What is needed =>
Write out the data below in full. Keep it exact.

Excerpted records =>
^^^^

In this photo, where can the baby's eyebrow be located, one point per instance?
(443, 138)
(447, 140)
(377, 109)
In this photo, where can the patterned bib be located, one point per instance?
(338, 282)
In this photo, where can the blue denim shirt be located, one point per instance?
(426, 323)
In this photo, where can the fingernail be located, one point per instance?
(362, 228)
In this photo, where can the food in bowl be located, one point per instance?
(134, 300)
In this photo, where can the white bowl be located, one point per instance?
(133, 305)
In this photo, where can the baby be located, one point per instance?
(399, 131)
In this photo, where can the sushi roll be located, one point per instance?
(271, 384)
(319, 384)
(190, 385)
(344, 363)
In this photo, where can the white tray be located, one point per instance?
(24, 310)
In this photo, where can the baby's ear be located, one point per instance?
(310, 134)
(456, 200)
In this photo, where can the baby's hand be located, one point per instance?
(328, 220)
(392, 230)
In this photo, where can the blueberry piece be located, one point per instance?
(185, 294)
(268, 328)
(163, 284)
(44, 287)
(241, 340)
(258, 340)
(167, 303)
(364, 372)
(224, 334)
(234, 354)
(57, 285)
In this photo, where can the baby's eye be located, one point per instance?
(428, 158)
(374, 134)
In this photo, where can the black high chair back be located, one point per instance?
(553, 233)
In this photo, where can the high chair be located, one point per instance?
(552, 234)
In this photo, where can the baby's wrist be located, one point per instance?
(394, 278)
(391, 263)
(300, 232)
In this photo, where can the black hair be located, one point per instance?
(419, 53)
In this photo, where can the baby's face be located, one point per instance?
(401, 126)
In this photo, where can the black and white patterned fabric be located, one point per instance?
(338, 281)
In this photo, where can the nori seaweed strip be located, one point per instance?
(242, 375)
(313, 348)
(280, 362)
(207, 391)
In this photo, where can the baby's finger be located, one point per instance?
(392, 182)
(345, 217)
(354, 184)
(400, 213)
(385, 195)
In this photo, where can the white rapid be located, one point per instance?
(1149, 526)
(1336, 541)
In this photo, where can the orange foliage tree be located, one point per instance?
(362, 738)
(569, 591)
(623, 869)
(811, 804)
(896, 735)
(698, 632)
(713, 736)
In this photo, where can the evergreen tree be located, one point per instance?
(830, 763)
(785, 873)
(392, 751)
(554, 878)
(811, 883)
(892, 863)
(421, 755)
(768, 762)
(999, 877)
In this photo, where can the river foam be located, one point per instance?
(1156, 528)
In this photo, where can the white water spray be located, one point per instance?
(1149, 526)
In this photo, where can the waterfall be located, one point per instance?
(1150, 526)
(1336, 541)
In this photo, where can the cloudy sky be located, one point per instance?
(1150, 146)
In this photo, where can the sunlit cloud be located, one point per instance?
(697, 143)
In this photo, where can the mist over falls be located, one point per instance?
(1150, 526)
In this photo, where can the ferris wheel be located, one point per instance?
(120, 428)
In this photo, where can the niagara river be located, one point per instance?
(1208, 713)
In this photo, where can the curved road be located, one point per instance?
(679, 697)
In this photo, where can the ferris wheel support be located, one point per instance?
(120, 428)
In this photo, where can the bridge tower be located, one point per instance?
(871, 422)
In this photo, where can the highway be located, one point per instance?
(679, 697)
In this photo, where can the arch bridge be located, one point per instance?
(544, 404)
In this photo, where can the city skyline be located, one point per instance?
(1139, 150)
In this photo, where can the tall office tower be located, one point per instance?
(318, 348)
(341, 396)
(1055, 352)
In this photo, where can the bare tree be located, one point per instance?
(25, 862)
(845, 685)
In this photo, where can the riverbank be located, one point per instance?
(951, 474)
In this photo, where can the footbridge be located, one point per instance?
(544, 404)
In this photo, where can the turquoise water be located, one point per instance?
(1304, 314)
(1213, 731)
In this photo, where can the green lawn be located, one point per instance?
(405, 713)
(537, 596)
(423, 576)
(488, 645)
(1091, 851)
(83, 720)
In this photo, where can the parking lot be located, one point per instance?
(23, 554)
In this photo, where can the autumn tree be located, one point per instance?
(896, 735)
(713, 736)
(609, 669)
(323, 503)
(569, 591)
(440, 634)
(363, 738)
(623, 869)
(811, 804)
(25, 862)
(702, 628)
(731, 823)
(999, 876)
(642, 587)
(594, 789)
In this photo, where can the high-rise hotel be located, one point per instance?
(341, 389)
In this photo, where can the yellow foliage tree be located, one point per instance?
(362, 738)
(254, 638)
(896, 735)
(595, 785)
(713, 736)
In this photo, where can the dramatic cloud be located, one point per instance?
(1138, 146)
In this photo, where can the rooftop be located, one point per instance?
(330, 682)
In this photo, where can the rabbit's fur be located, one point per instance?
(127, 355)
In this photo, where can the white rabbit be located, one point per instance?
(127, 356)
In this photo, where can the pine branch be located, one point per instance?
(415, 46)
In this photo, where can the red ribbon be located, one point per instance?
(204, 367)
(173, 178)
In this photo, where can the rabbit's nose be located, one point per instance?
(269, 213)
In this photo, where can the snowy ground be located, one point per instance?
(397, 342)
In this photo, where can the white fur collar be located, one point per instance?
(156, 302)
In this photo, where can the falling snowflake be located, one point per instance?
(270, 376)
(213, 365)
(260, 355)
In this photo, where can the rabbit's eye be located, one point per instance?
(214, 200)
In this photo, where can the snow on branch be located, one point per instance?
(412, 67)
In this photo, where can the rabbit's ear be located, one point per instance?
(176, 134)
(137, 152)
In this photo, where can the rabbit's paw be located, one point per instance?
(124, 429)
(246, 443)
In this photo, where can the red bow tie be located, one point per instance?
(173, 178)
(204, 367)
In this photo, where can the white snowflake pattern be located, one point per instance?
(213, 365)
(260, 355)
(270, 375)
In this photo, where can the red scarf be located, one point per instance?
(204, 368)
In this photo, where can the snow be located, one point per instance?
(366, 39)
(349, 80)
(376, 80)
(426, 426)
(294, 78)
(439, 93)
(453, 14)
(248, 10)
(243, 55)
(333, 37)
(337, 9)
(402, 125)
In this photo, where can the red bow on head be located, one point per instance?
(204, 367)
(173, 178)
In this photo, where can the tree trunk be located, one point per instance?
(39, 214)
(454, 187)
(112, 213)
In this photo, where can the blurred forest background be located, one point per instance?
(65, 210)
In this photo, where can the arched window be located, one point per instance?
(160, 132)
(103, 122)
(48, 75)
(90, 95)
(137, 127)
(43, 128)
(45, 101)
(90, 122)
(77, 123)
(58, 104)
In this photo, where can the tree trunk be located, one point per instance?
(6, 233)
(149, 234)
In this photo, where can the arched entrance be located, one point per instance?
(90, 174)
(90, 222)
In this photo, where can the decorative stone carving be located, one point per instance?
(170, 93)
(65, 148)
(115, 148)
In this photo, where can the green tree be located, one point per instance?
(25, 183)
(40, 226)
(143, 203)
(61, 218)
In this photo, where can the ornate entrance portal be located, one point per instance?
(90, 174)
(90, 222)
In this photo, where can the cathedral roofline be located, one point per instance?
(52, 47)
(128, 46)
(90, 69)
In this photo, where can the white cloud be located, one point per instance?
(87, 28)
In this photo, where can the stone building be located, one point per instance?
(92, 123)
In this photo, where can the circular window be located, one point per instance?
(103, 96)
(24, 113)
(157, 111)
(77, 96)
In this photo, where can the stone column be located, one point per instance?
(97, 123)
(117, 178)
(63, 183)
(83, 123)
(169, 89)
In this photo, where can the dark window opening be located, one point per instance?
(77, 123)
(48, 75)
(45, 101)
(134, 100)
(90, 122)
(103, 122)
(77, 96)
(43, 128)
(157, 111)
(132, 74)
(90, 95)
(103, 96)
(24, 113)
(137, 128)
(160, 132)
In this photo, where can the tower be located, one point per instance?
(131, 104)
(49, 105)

^^^^

Task output =>
In this photo, where can the baby's eyebrow be located, one point per instance?
(443, 138)
(447, 140)
(377, 109)
In this photo, where can the patterned bib be located, one point per instance?
(338, 282)
In this photo, where can the blue denim shirt be located, one point per instance?
(426, 323)
In this photo, where can the fingernail be located, one point per instance?
(362, 228)
In this photo, where can the food in bowl be located, one point per instance?
(134, 300)
In this photo, where can the white bowl be located, one point per instance?
(133, 305)
In this photo, where can the baby be located, one point per instance?
(399, 131)
In this photo, where can the sushi roll be located, one point per instance?
(271, 384)
(319, 384)
(190, 385)
(344, 363)
In this photo, where can the white tray be located, one point per instance?
(24, 310)
In this photo, where can the baby's ear be located, one point per instance?
(310, 134)
(456, 200)
In this photo, where can the baby's hand be located, one point per instance?
(328, 220)
(392, 230)
In this photo, where can the blueberry piece be located, one point per instance?
(185, 294)
(268, 328)
(163, 284)
(44, 287)
(241, 340)
(258, 340)
(167, 303)
(364, 372)
(224, 334)
(234, 354)
(57, 285)
In this photo, where can the baby's eye be located, one point per instance?
(428, 158)
(374, 134)
In this photo, where can the black high chair back be located, one point per instance?
(553, 233)
In this photo, where can the high chair be located, one point per instance?
(552, 234)
In this photo, where can the baby's wrist be located, one point per instance?
(394, 278)
(391, 263)
(300, 232)
In this photo, where can the black hair be located, one point per instance?
(419, 53)
In this photo, where can the baby's face be located, one point per instance?
(401, 126)
In this photo, where can the black and white patterned fabric be located, one point per instance?
(338, 281)
In this photo, where can the nori seaweed strip be located, one point per instance?
(242, 375)
(313, 348)
(280, 362)
(207, 391)
In this photo, where can the baby's finger be located, one point per instance?
(392, 182)
(345, 217)
(354, 184)
(400, 213)
(385, 195)
In this photo, where can the white rapid be located, one point per instance?
(1149, 526)
(1336, 541)
In this photo, where can the orange foliage tree be located, one point per instance?
(362, 738)
(569, 591)
(623, 869)
(811, 804)
(896, 735)
(698, 632)
(713, 736)
In this photo, where can the evergreen tree be located, one point per instance?
(830, 763)
(785, 873)
(392, 751)
(554, 878)
(811, 883)
(892, 863)
(421, 755)
(768, 762)
(999, 877)
In this photo, where can the river foam be located, one point per instance?
(1156, 528)
In this photo, where can the white water spray be located, one point per instance?
(1149, 526)
In this photo, where can the waterfall be located, one point per instance?
(1150, 526)
(1336, 541)
In this photo, where can the cloudy sky be located, one point per instance?
(1150, 146)
In this photo, where can the sunlit cloud be located, one point per instance?
(697, 143)
In this photo, where can the mist over falls be located, one point per instance?
(1150, 526)
In this photo, where can the ferris wheel be located, one point per instance?
(120, 428)
In this photo, where can the niagara river be located, one point per instance?
(1208, 713)
In this photo, where can the curved road be located, one point per instance?
(679, 697)
In this photo, where can the ferris wheel support be located, one point per instance?
(120, 428)
In this photo, where can the bridge tower be located, one point per instance?
(871, 422)
In this photo, where can the highway be located, one point per instance?
(679, 697)
In this photo, where can the arch bridge be located, one point per instance?
(544, 404)
In this photo, where can the city skyline be located, one point per instance?
(1139, 150)
In this photo, where can the tall office tower be located, one point per instance?
(318, 348)
(341, 396)
(1055, 352)
In this photo, where can the bare tree be located, one point per instance?
(25, 862)
(845, 685)
In this photo, where can the riverbank be located, one point per instance?
(951, 474)
In this photo, where can the footbridge be located, one point per instance?
(544, 404)
In this photo, where can the turquoise water be located, one point per instance?
(1304, 314)
(1213, 731)
In this photo, where can the green lawn be located, one point per instance?
(405, 713)
(537, 596)
(423, 576)
(488, 645)
(1091, 851)
(83, 720)
In this photo, where can the parking lot be located, one point per instance?
(23, 554)
In this photo, where can the autumn tree be located, one point per instance?
(896, 735)
(713, 736)
(609, 669)
(323, 503)
(569, 591)
(440, 634)
(363, 738)
(623, 869)
(811, 804)
(25, 862)
(702, 628)
(731, 823)
(999, 876)
(642, 587)
(594, 789)
In this photo, where can the high-rise hotel be located, one point per instance?
(341, 389)
In this photo, where can the yellow foliage tree be located, one point per instance?
(362, 738)
(254, 638)
(896, 735)
(595, 785)
(713, 736)
In this photo, where can the dramatic cloud be located, one point per instance?
(1138, 146)
In this photo, where can the rooftop be located, one point per instance?
(330, 682)
In this photo, where can the rabbit's fur be located, one point per instance?
(127, 355)
In this photo, where can the white rabbit be located, one point per instance?
(127, 356)
In this photo, where can the pine branch be located, one point per instance?
(415, 46)
In this photo, where can the red ribbon be located, one point per instance?
(204, 367)
(173, 178)
In this photo, where can the rabbit's nose be located, one point per instance?
(269, 213)
In this photo, where can the snowy ground be located, one point per instance?
(397, 342)
In this photo, where can the white fur collar be located, one point per instance?
(156, 302)
In this photo, where can the falling snowflake be located, one point per instance?
(270, 376)
(213, 365)
(260, 355)
In this photo, where can the rabbit's eye be located, one point per instance?
(214, 200)
In this photo, where can the snow on branch be located, one point per instance?
(412, 67)
In this photo, where can the rabbit's ear be located, one point per instance?
(176, 134)
(137, 152)
In this photo, where can the rabbit's paw be located, one point per instance?
(124, 429)
(246, 443)
In this photo, where can the red bow tie be located, one point per instance?
(173, 178)
(204, 367)
In this photo, where can the white snowflake pattern be located, one point per instance?
(213, 365)
(260, 355)
(270, 375)
In this photo, where can the red scarf be located, one point per instance?
(204, 368)
In this photo, where can the snow be located, one point per instance?
(366, 39)
(349, 80)
(376, 80)
(426, 426)
(294, 78)
(439, 93)
(453, 14)
(248, 10)
(243, 55)
(333, 37)
(337, 9)
(402, 125)
In this photo, where can the red bow on head be located, one point per instance?
(204, 367)
(173, 178)
In this photo, where can the tree trunk be located, one point per instance?
(39, 214)
(454, 187)
(112, 213)
In this photo, where can the blurred forest background be located, one point per instance?
(65, 210)
In this photo, where can the arched window be located, one point per instance?
(160, 132)
(103, 122)
(48, 75)
(90, 95)
(137, 127)
(43, 128)
(45, 101)
(90, 122)
(77, 123)
(58, 104)
In this photo, where can the tree trunk be located, one point per instance?
(6, 233)
(149, 234)
In this photo, where can the arched entrance be located, one point per instance?
(90, 174)
(90, 222)
In this photo, where can the decorative stone carving be located, one point per instance?
(170, 93)
(65, 148)
(115, 148)
In this photo, where can the green tree be located, one point per instance?
(25, 183)
(40, 226)
(143, 203)
(61, 218)
In this photo, where can the ornate entrance portal be located, one point per instance?
(90, 174)
(90, 222)
In this photo, where can the cathedral roofline be located, one point per instance?
(52, 47)
(128, 46)
(90, 69)
In this photo, where can the white cloud be located, one point per instance?
(87, 28)
In this photo, where can the stone building be located, one point per instance?
(92, 123)
In this photo, where can the circular window be located, one point per instance?
(103, 96)
(24, 113)
(157, 111)
(77, 96)
In this photo, where can the stone column be located, one point per instance?
(97, 123)
(117, 178)
(63, 183)
(83, 123)
(169, 89)
In this photo, where can the dark window opening be located, one point per instance?
(77, 123)
(48, 75)
(45, 101)
(134, 100)
(90, 122)
(103, 122)
(77, 96)
(43, 128)
(157, 111)
(132, 74)
(90, 95)
(103, 96)
(24, 113)
(137, 128)
(160, 132)
In this photo, where can the tower be located, one point per instance?
(131, 104)
(49, 105)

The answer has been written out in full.